● **Entries shown**
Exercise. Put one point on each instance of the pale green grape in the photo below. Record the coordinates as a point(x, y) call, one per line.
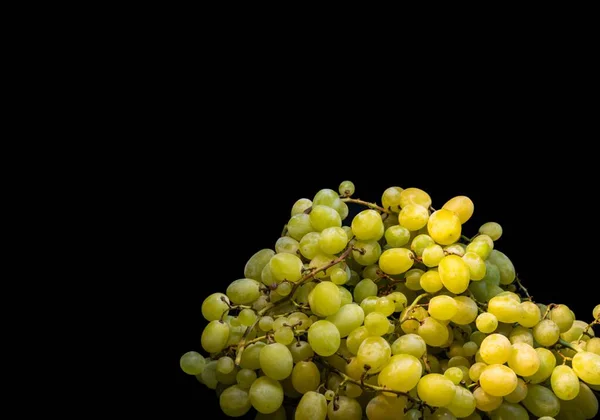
point(402, 373)
point(462, 206)
point(546, 332)
point(498, 380)
point(301, 350)
point(370, 252)
point(347, 319)
point(491, 229)
point(299, 225)
point(442, 307)
point(276, 361)
point(364, 288)
point(587, 367)
point(430, 281)
point(214, 337)
point(333, 240)
point(266, 395)
point(436, 390)
point(396, 260)
point(397, 236)
point(377, 324)
point(374, 352)
point(390, 199)
point(432, 255)
point(344, 408)
point(192, 363)
point(235, 401)
point(324, 338)
point(541, 401)
point(286, 267)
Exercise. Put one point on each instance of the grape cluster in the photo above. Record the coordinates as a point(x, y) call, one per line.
point(395, 316)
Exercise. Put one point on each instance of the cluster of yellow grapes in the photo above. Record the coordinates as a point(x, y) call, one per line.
point(395, 315)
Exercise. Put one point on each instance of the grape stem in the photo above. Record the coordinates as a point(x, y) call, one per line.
point(365, 203)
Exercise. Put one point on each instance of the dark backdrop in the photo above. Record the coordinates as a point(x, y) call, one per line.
point(216, 215)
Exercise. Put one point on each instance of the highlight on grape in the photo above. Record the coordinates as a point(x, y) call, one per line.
point(395, 315)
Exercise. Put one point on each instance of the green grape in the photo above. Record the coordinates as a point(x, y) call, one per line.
point(498, 380)
point(245, 378)
point(442, 307)
point(431, 282)
point(312, 406)
point(399, 300)
point(266, 395)
point(299, 225)
point(414, 196)
point(276, 361)
point(396, 260)
point(214, 337)
point(286, 267)
point(491, 229)
point(420, 242)
point(301, 350)
point(462, 206)
point(463, 403)
point(411, 344)
point(541, 401)
point(192, 363)
point(546, 332)
point(215, 306)
point(251, 356)
point(235, 401)
point(506, 267)
point(530, 314)
point(413, 217)
point(467, 311)
point(402, 373)
point(390, 199)
point(455, 374)
point(454, 274)
point(374, 352)
point(495, 349)
point(377, 324)
point(247, 317)
point(364, 288)
point(326, 299)
point(486, 322)
point(562, 316)
point(370, 252)
point(587, 367)
point(476, 370)
point(333, 240)
point(432, 255)
point(347, 319)
point(305, 377)
point(265, 323)
point(484, 401)
point(344, 408)
point(436, 390)
point(397, 236)
point(433, 332)
point(324, 338)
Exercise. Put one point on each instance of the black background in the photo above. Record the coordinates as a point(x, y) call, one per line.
point(218, 208)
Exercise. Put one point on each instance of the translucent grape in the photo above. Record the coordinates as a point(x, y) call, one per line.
point(397, 236)
point(492, 229)
point(396, 260)
point(454, 273)
point(324, 338)
point(266, 395)
point(462, 206)
point(192, 363)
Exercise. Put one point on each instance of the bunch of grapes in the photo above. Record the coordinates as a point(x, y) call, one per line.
point(395, 316)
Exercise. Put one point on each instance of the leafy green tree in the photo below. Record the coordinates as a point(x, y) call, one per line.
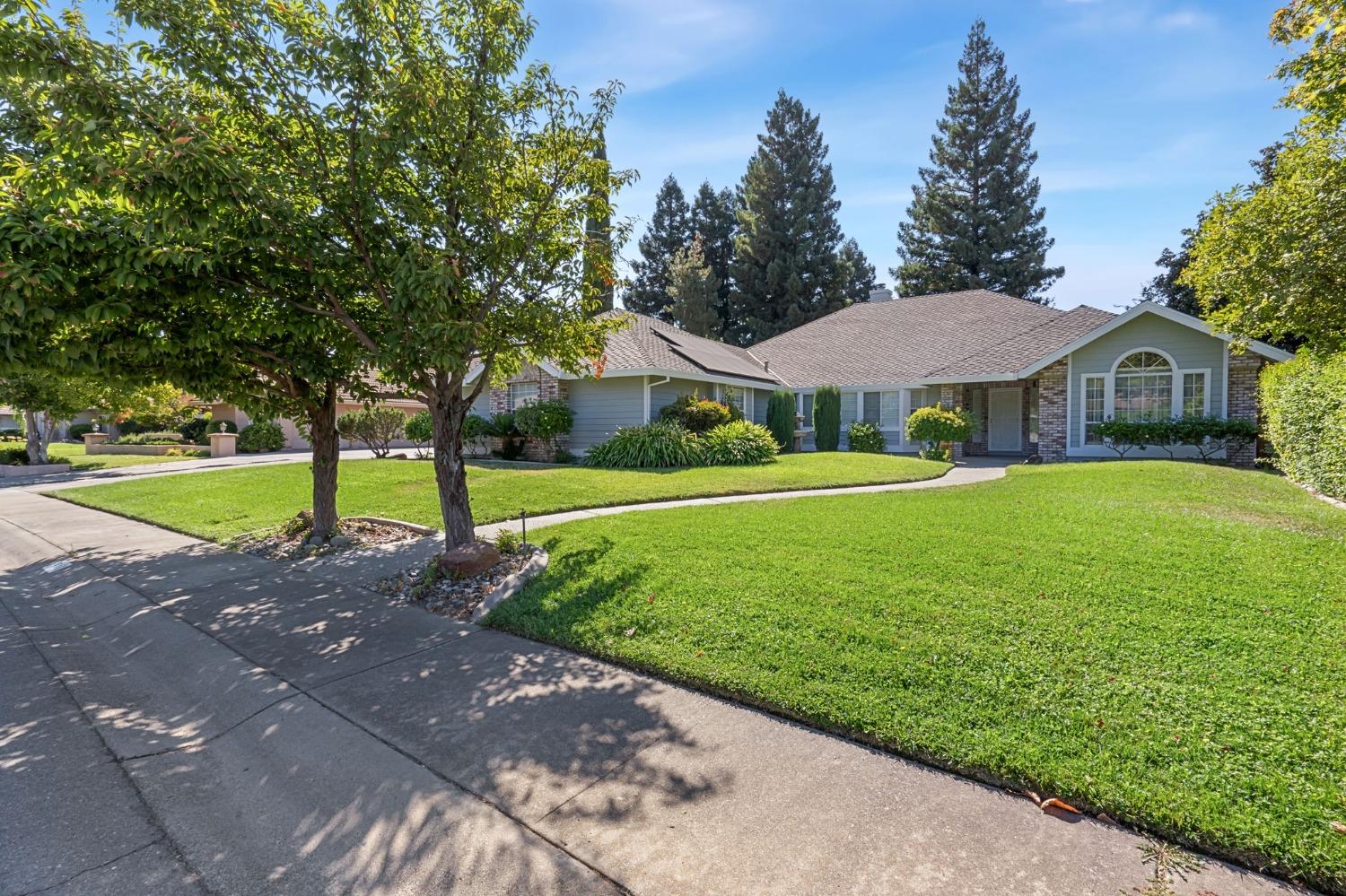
point(669, 231)
point(856, 272)
point(715, 220)
point(975, 221)
point(785, 255)
point(694, 292)
point(433, 193)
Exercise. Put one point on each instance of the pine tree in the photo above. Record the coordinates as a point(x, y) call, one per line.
point(694, 292)
point(715, 218)
point(785, 256)
point(669, 231)
point(856, 272)
point(975, 221)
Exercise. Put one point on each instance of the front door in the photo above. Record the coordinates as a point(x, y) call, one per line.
point(1004, 424)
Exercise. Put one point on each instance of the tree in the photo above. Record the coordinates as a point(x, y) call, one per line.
point(856, 272)
point(715, 220)
point(443, 188)
point(669, 231)
point(974, 221)
point(785, 255)
point(694, 292)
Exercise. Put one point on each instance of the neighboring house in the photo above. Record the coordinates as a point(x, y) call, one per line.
point(1036, 378)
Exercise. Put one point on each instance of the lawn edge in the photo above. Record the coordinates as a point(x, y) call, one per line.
point(1248, 860)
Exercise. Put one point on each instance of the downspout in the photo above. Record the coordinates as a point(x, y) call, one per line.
point(648, 385)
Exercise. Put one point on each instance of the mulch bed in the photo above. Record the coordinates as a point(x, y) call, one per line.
point(447, 596)
point(354, 533)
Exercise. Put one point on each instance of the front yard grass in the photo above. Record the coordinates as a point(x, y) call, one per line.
point(1165, 642)
point(61, 452)
point(223, 503)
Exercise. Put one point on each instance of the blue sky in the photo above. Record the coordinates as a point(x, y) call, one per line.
point(1143, 109)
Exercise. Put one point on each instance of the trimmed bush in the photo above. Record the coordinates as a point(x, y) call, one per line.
point(861, 436)
point(939, 425)
point(377, 428)
point(826, 417)
point(664, 443)
point(780, 417)
point(420, 431)
point(739, 444)
point(546, 422)
point(697, 414)
point(258, 436)
point(1305, 406)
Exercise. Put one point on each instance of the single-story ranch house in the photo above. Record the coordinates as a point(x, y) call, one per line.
point(1038, 379)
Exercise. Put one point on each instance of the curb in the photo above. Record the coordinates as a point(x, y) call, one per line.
point(511, 586)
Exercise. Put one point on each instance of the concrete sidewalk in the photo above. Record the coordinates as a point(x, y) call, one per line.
point(182, 718)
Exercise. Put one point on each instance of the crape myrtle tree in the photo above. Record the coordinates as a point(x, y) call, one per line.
point(446, 188)
point(126, 255)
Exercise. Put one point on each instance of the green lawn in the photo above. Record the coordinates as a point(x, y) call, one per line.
point(223, 503)
point(62, 452)
point(1160, 640)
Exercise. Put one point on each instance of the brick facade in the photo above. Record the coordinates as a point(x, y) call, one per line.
point(548, 389)
point(1053, 412)
point(1243, 400)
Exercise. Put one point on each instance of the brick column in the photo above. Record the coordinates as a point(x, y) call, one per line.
point(952, 397)
point(1053, 412)
point(1243, 401)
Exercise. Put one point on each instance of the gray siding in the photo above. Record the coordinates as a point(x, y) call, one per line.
point(1190, 350)
point(602, 405)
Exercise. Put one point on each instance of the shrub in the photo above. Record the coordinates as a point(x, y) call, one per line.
point(1305, 405)
point(826, 417)
point(476, 430)
point(664, 443)
point(420, 431)
point(780, 417)
point(546, 422)
point(697, 414)
point(376, 427)
point(738, 444)
point(263, 435)
point(937, 425)
point(861, 436)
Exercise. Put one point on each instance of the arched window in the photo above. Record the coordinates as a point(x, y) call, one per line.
point(1143, 387)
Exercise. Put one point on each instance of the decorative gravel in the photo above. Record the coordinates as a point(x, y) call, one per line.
point(449, 596)
point(354, 533)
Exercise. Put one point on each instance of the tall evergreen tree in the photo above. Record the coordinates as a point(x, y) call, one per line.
point(856, 272)
point(694, 292)
point(975, 221)
point(785, 255)
point(669, 231)
point(715, 220)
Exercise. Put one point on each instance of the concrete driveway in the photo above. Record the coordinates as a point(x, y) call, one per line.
point(177, 718)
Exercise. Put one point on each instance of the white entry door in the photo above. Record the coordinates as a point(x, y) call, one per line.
point(1004, 414)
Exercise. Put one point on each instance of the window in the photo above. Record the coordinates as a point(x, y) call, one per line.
point(871, 408)
point(521, 393)
point(1194, 395)
point(1095, 408)
point(804, 405)
point(1143, 387)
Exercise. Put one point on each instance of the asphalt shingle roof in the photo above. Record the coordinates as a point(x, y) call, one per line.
point(953, 334)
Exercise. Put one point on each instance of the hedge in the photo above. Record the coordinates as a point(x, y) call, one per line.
point(1305, 417)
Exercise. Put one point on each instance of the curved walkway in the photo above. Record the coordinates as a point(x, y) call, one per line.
point(371, 564)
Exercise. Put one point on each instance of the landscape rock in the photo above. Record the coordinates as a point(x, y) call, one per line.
point(468, 560)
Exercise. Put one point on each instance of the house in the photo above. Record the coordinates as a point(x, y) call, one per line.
point(1036, 378)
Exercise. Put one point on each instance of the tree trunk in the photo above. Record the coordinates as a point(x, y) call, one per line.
point(449, 411)
point(326, 446)
point(35, 454)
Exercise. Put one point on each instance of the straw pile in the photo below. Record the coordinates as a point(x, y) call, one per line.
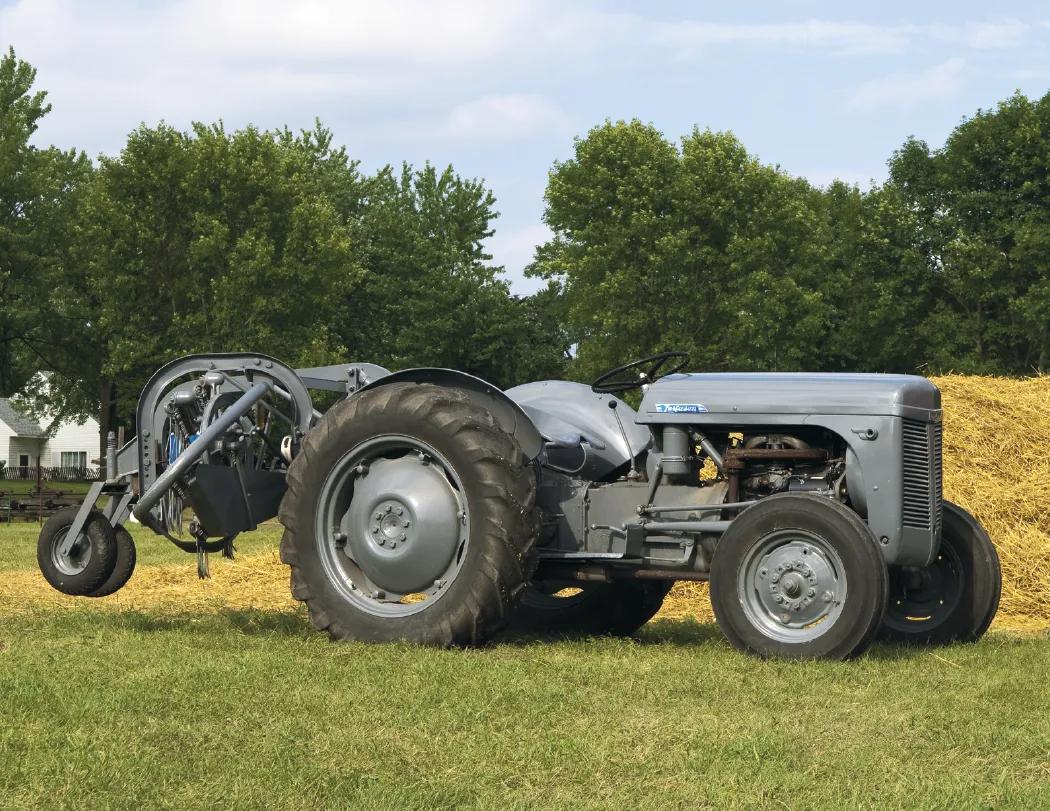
point(996, 465)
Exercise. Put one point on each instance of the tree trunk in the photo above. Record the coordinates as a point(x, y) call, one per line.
point(107, 415)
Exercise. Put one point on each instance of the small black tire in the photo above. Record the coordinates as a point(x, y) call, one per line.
point(88, 564)
point(779, 574)
point(123, 568)
point(617, 608)
point(498, 484)
point(956, 597)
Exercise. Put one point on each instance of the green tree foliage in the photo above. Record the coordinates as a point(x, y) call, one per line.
point(698, 246)
point(39, 189)
point(207, 241)
point(984, 226)
point(428, 296)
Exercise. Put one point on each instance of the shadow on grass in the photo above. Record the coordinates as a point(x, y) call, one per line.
point(248, 621)
point(681, 632)
point(256, 622)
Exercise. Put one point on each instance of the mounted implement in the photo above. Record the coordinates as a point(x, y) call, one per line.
point(428, 505)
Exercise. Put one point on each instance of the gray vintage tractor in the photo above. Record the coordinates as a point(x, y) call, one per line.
point(431, 506)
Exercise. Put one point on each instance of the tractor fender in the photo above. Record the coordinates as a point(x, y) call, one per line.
point(507, 413)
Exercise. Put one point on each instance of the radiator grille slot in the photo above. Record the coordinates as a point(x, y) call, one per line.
point(922, 475)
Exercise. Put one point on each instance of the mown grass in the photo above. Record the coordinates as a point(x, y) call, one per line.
point(24, 486)
point(108, 708)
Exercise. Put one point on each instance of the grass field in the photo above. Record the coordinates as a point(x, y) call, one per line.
point(196, 704)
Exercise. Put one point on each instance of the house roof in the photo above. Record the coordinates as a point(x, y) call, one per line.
point(17, 421)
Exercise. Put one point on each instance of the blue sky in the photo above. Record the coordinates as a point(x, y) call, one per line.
point(499, 89)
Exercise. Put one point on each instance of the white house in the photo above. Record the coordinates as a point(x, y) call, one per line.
point(25, 444)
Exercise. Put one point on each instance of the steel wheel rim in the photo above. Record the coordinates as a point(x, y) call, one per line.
point(792, 585)
point(354, 560)
point(925, 604)
point(76, 560)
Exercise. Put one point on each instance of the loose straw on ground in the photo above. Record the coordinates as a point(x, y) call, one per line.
point(996, 435)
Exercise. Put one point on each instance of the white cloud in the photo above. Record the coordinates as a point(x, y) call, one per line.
point(513, 249)
point(819, 35)
point(506, 117)
point(1001, 34)
point(905, 89)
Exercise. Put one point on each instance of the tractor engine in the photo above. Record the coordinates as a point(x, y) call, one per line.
point(767, 463)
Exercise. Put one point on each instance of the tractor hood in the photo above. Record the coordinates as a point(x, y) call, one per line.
point(789, 393)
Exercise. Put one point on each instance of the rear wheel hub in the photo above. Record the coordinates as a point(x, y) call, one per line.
point(402, 523)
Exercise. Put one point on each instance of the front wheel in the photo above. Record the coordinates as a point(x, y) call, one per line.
point(78, 565)
point(799, 577)
point(956, 597)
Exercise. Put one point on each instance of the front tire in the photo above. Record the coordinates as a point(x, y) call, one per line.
point(124, 565)
point(954, 598)
point(799, 577)
point(617, 608)
point(410, 517)
point(84, 565)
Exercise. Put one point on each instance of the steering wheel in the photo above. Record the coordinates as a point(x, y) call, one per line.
point(607, 383)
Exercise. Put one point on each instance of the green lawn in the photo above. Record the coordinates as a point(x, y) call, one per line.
point(23, 486)
point(247, 709)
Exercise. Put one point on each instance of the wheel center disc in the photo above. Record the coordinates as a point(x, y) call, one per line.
point(402, 526)
point(792, 585)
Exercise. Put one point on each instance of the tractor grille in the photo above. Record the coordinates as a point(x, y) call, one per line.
point(922, 475)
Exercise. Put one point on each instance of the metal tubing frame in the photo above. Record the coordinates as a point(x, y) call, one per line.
point(197, 449)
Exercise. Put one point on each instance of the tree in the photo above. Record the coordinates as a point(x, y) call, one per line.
point(983, 225)
point(428, 295)
point(205, 242)
point(38, 193)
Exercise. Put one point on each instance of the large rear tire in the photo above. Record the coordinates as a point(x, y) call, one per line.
point(410, 516)
point(954, 598)
point(617, 608)
point(799, 577)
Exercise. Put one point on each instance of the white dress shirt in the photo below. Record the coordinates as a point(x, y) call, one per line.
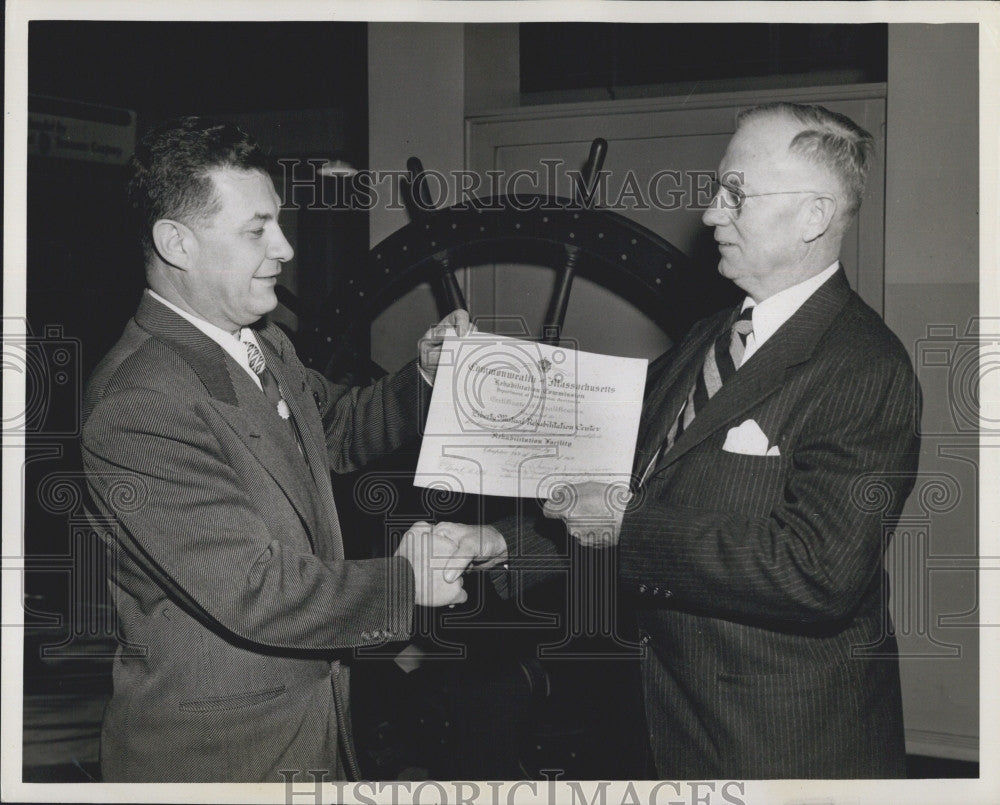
point(774, 311)
point(234, 345)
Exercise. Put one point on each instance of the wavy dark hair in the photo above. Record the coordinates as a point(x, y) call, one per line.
point(169, 172)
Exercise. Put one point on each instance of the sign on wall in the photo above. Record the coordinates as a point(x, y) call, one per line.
point(64, 129)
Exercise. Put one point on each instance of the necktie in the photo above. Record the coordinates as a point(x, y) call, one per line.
point(721, 361)
point(271, 389)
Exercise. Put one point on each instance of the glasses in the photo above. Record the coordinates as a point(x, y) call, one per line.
point(732, 197)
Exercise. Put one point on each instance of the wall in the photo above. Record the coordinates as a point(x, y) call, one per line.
point(931, 299)
point(423, 80)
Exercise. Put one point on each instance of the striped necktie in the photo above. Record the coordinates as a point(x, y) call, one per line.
point(271, 389)
point(721, 361)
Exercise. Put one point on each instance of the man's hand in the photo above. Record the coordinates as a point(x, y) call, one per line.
point(429, 346)
point(593, 512)
point(480, 544)
point(430, 555)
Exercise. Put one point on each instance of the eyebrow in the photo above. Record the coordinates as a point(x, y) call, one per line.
point(261, 217)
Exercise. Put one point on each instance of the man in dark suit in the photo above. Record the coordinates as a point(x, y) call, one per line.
point(208, 448)
point(776, 447)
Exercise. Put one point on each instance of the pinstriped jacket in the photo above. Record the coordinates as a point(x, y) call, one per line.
point(758, 579)
point(234, 599)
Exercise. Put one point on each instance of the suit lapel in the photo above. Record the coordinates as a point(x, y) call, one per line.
point(764, 373)
point(238, 401)
point(302, 406)
point(666, 392)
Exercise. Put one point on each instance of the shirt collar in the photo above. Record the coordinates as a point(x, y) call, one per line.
point(233, 345)
point(774, 311)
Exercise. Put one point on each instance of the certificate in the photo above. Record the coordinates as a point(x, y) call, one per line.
point(514, 418)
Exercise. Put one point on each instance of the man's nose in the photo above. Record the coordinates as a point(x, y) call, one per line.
point(280, 249)
point(715, 214)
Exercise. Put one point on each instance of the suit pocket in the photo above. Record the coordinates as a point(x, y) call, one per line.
point(214, 704)
point(734, 481)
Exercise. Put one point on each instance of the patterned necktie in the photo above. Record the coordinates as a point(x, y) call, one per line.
point(271, 389)
point(721, 361)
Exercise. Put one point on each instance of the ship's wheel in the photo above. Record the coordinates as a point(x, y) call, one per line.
point(503, 713)
point(549, 232)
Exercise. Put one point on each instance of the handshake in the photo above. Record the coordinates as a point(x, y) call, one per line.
point(441, 553)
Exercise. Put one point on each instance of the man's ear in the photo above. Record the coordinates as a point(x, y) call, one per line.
point(819, 214)
point(175, 243)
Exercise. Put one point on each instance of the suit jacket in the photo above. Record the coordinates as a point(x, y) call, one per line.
point(235, 602)
point(758, 579)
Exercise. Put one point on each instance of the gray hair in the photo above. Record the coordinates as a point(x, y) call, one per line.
point(829, 139)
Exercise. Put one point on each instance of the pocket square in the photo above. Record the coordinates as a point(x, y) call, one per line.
point(749, 440)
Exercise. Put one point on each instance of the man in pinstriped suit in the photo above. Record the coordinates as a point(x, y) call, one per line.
point(235, 602)
point(751, 545)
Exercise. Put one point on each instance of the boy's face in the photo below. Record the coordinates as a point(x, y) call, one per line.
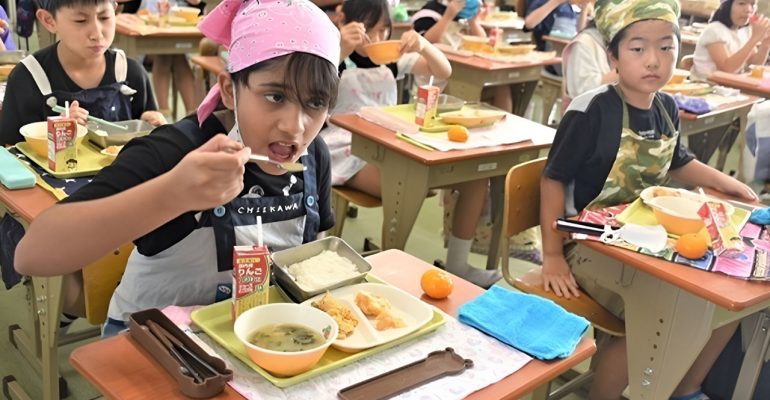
point(87, 31)
point(646, 56)
point(741, 11)
point(270, 123)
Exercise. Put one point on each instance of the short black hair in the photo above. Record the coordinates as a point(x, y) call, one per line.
point(308, 77)
point(615, 43)
point(368, 12)
point(54, 5)
point(722, 14)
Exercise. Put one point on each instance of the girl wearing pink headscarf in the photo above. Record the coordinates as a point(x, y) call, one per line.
point(185, 194)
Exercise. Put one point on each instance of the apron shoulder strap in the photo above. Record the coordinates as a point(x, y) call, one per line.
point(121, 66)
point(38, 74)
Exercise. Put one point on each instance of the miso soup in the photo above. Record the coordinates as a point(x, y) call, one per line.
point(286, 337)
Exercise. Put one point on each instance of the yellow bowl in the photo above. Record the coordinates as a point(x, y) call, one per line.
point(36, 135)
point(190, 14)
point(679, 215)
point(385, 52)
point(281, 363)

● **Written request**
Copy the material word for word, from the line containing "Exercise. Put one point on each instance of the boy's" through the end of the material, and leave the pictures out of your copy.

● **Worked solution**
Exercise. Put one point on each instance of the boy's face in the photo below. Record the coordinates as a point(x, y) call, one per line.
point(87, 31)
point(646, 56)
point(741, 11)
point(270, 123)
Exercise. Put one point on each instance of the short black hair in the photo above. Record the coordinates as a point(x, y) call, one per line.
point(308, 77)
point(615, 43)
point(368, 12)
point(54, 5)
point(722, 14)
Exercise. Put one point on each instance of the girl wearing pink headscarf in the photo above. Record the coordinates as a point(x, y) call, one per line.
point(185, 194)
Exercise. Put one point on each instance of the apron shoulder strap in the photo above. Record the coordinates as a point(x, y) call, one per line.
point(121, 66)
point(38, 74)
Exercise. Put one point on each instance of the miso soup in the photo above. Record the coordinates as a point(x, y) call, one per line.
point(286, 337)
Exercise. Put one point on each instance of the yellow bowl in the photo above. Record the coordinates as a point(x, y) call, one per line.
point(36, 135)
point(190, 14)
point(679, 215)
point(385, 52)
point(281, 363)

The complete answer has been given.